● WORK TO COMPLETE: Out of the entries that follow, copy each line containing "foliage".

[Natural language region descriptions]
########################################

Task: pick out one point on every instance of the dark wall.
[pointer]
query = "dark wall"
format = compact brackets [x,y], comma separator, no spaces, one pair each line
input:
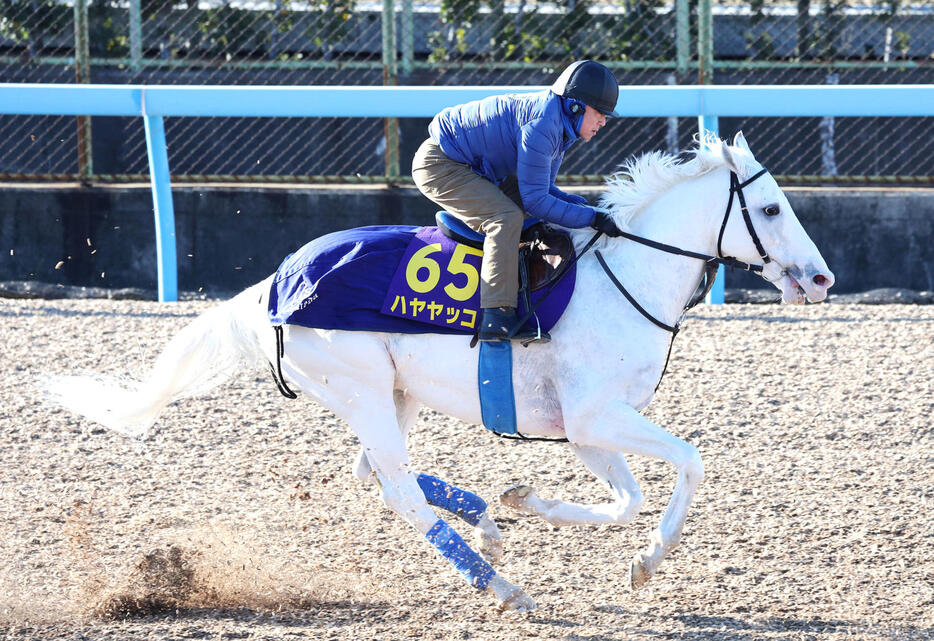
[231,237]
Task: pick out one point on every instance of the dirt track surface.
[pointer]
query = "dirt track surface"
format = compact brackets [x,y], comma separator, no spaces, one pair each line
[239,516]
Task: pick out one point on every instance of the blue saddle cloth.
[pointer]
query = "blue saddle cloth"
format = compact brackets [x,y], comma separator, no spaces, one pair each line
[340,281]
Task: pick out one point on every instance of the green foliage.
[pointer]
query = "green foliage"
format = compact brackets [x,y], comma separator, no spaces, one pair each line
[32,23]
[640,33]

########################################

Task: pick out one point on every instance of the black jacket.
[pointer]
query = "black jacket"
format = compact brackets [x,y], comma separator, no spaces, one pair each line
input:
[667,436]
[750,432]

########################################

● RESULT OF THE TASK:
Task: pick out one point on every instance of the green foliage.
query = "green foliage"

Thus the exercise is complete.